TASK TO COMPLETE: Reproduce the following material verbatim, character for character and line for line.

(Dataset excerpts)
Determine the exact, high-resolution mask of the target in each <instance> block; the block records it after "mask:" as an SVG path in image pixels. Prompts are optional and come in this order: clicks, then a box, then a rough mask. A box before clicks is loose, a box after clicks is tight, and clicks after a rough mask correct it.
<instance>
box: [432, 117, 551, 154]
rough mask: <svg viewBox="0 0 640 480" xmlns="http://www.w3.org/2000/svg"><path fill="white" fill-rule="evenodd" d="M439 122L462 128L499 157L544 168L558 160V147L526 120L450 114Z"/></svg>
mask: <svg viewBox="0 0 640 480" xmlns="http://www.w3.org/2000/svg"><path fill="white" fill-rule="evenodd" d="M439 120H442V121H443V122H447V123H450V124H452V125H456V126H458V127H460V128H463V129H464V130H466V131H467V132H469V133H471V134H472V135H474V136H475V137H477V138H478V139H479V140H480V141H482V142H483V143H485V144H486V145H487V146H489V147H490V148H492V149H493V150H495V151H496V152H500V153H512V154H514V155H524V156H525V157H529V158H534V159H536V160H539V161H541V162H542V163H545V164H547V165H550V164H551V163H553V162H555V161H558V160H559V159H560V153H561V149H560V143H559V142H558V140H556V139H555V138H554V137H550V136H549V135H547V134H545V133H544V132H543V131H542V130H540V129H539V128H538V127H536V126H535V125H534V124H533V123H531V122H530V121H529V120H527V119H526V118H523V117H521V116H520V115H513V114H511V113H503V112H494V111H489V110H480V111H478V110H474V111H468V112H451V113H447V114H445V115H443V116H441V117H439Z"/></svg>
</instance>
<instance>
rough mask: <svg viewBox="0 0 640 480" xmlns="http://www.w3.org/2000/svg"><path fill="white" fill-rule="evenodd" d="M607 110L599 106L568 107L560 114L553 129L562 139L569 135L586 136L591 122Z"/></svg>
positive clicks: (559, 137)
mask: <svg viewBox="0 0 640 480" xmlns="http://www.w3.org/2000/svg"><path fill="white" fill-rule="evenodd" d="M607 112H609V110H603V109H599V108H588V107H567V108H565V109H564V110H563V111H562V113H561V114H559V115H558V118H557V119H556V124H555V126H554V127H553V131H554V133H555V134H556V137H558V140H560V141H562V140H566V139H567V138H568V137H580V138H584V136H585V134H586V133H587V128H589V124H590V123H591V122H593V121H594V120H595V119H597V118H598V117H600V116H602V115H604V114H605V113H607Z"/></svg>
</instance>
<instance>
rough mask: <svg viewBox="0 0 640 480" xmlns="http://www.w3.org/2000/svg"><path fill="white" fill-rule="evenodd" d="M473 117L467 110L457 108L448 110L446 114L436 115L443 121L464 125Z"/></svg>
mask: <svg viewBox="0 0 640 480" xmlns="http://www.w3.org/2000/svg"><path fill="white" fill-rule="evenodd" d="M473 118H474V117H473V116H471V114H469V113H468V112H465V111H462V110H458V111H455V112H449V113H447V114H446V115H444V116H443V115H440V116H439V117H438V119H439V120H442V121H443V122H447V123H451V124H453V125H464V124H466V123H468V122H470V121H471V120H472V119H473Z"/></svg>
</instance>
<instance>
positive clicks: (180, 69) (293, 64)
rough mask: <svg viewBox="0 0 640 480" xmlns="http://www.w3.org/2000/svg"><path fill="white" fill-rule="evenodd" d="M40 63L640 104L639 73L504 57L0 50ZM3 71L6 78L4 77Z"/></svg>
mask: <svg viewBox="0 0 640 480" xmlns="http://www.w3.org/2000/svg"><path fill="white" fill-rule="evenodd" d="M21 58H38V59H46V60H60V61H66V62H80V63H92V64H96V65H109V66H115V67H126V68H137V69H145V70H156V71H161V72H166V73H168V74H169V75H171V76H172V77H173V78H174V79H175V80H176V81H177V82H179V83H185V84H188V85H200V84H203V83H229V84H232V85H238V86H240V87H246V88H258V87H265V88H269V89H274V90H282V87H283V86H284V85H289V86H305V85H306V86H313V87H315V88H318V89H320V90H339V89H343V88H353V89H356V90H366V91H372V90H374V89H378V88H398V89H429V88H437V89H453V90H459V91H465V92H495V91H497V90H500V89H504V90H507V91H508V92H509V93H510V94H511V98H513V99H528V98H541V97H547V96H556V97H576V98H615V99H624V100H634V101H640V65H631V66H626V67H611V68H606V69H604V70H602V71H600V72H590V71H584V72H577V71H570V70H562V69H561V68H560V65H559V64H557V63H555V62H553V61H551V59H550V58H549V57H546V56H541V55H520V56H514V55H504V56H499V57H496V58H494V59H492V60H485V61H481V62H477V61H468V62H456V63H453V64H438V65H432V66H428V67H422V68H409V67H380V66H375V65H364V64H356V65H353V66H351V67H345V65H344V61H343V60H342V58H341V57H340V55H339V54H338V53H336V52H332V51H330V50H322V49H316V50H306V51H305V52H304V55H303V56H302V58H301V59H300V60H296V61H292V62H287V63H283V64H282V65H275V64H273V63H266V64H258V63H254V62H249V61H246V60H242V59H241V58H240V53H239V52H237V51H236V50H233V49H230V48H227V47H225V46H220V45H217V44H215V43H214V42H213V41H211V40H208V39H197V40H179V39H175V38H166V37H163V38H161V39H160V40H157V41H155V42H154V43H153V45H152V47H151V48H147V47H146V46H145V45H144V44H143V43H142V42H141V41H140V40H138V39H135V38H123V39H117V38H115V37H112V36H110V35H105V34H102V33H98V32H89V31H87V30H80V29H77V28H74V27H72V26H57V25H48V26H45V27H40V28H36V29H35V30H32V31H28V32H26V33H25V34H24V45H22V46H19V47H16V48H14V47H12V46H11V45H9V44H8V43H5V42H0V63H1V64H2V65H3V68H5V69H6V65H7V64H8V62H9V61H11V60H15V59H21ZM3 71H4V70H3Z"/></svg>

RESULT:
Determine the exact, high-resolution mask of the target in each <instance> block; the block records it after "mask:" as an SVG path in image pixels. Prompts are optional and come in this order: clicks, then a box, then a rough mask. A box before clicks is loose, a box after clicks is tight, and clicks after a rough mask correct it.
<instance>
box: [432, 117, 551, 154]
rough mask: <svg viewBox="0 0 640 480" xmlns="http://www.w3.org/2000/svg"><path fill="white" fill-rule="evenodd" d="M439 122L462 128L499 157L544 168L558 160V147L526 120L450 114Z"/></svg>
mask: <svg viewBox="0 0 640 480" xmlns="http://www.w3.org/2000/svg"><path fill="white" fill-rule="evenodd" d="M439 120H442V121H443V122H447V123H450V124H452V125H456V126H458V127H460V128H463V129H464V130H466V131H467V132H469V133H471V134H472V135H474V136H475V137H477V138H478V139H479V140H480V141H482V142H483V143H485V144H486V145H487V146H489V147H490V148H492V149H493V150H495V151H496V152H500V153H512V154H514V155H524V156H525V157H529V158H534V159H536V160H539V161H541V162H542V163H545V164H547V165H550V164H551V163H553V162H555V161H558V160H559V159H560V153H561V149H560V143H559V142H558V140H556V139H555V138H554V137H550V136H549V135H547V134H545V133H544V132H543V131H542V130H540V129H539V128H538V127H536V126H535V125H534V124H533V123H531V122H530V121H529V120H527V119H526V118H523V117H521V116H520V115H513V114H511V113H503V112H494V111H489V110H480V111H478V110H474V111H468V112H451V113H447V114H445V115H443V116H441V117H439Z"/></svg>
</instance>
<instance>
rough mask: <svg viewBox="0 0 640 480" xmlns="http://www.w3.org/2000/svg"><path fill="white" fill-rule="evenodd" d="M607 110L599 106L568 107L560 114L553 129L562 139L569 135L586 136L591 122Z"/></svg>
positive clicks: (559, 137)
mask: <svg viewBox="0 0 640 480" xmlns="http://www.w3.org/2000/svg"><path fill="white" fill-rule="evenodd" d="M607 112H609V110H603V109H599V108H588V107H567V108H565V109H564V110H563V111H562V113H561V114H559V115H558V118H557V119H556V124H555V126H554V127H553V131H554V133H555V134H556V137H558V140H560V141H562V140H566V139H567V138H568V137H580V138H584V136H585V134H586V133H587V128H589V124H590V123H591V122H593V121H594V120H595V119H597V118H598V117H600V116H602V115H604V114H605V113H607Z"/></svg>
</instance>
<instance>
rough mask: <svg viewBox="0 0 640 480" xmlns="http://www.w3.org/2000/svg"><path fill="white" fill-rule="evenodd" d="M473 117L467 110L457 108L448 110L446 114L436 115L443 121L464 125Z"/></svg>
mask: <svg viewBox="0 0 640 480" xmlns="http://www.w3.org/2000/svg"><path fill="white" fill-rule="evenodd" d="M473 118H474V117H473V116H471V114H469V113H468V112H465V111H462V110H458V111H455V112H449V113H447V114H446V115H444V116H443V115H440V116H439V117H438V119H439V120H442V121H443V122H447V123H451V124H453V125H464V124H466V123H468V122H470V121H471V120H472V119H473Z"/></svg>
</instance>
<instance>
positive clicks: (180, 69) (293, 64)
rough mask: <svg viewBox="0 0 640 480" xmlns="http://www.w3.org/2000/svg"><path fill="white" fill-rule="evenodd" d="M40 63L640 104L639 73L504 57L0 50ZM3 71L6 78L4 77Z"/></svg>
mask: <svg viewBox="0 0 640 480" xmlns="http://www.w3.org/2000/svg"><path fill="white" fill-rule="evenodd" d="M21 58H38V59H46V60H60V61H66V62H80V63H92V64H96V65H109V66H115V67H126V68H137V69H145V70H156V71H161V72H166V73H168V74H169V75H171V76H172V77H173V78H174V79H175V80H176V81H177V82H179V83H185V84H188V85H200V84H203V83H229V84H232V85H238V86H240V87H246V88H258V87H265V88H269V89H274V90H282V87H283V86H284V85H289V86H305V85H306V86H313V87H315V88H318V89H320V90H339V89H343V88H353V89H356V90H366V91H372V90H374V89H378V88H398V89H429V88H437V89H453V90H459V91H465V92H495V91H497V90H500V89H504V90H507V91H508V92H509V93H510V94H511V98H513V99H528V98H541V97H547V96H556V97H576V98H615V99H624V100H634V101H640V65H631V66H626V67H611V68H606V69H604V70H602V71H600V72H590V71H584V72H577V71H570V70H562V69H561V68H560V65H559V64H557V63H555V62H553V61H551V59H550V58H549V57H546V56H541V55H520V56H514V55H504V56H499V57H496V58H494V59H492V60H485V61H481V62H477V61H468V62H456V63H453V64H438V65H432V66H428V67H422V68H409V67H380V66H375V65H364V64H356V65H353V66H351V67H345V65H344V61H343V60H342V58H341V57H340V55H339V54H338V53H336V52H332V51H330V50H322V49H316V50H306V51H305V52H304V55H303V56H302V58H301V59H300V60H296V61H292V62H287V63H283V64H282V65H275V64H273V63H266V64H258V63H254V62H249V61H246V60H242V59H241V58H240V53H239V52H237V51H236V50H233V49H230V48H227V47H225V46H220V45H217V44H215V43H214V42H213V41H211V40H208V39H197V40H179V39H175V38H166V37H163V38H161V39H160V40H157V41H155V42H154V43H153V45H152V47H151V48H147V47H146V46H145V45H144V44H143V43H142V42H141V41H140V40H138V39H135V38H123V39H117V38H115V37H112V36H110V35H105V34H102V33H98V32H89V31H87V30H80V29H77V28H74V27H72V26H57V25H48V26H45V27H40V28H36V29H35V30H32V31H28V32H26V33H25V34H24V45H22V46H19V47H16V48H14V47H12V46H11V45H9V44H8V43H5V42H0V63H1V64H2V65H3V68H5V69H6V65H7V64H8V62H9V61H11V60H15V59H21ZM3 71H4V70H3Z"/></svg>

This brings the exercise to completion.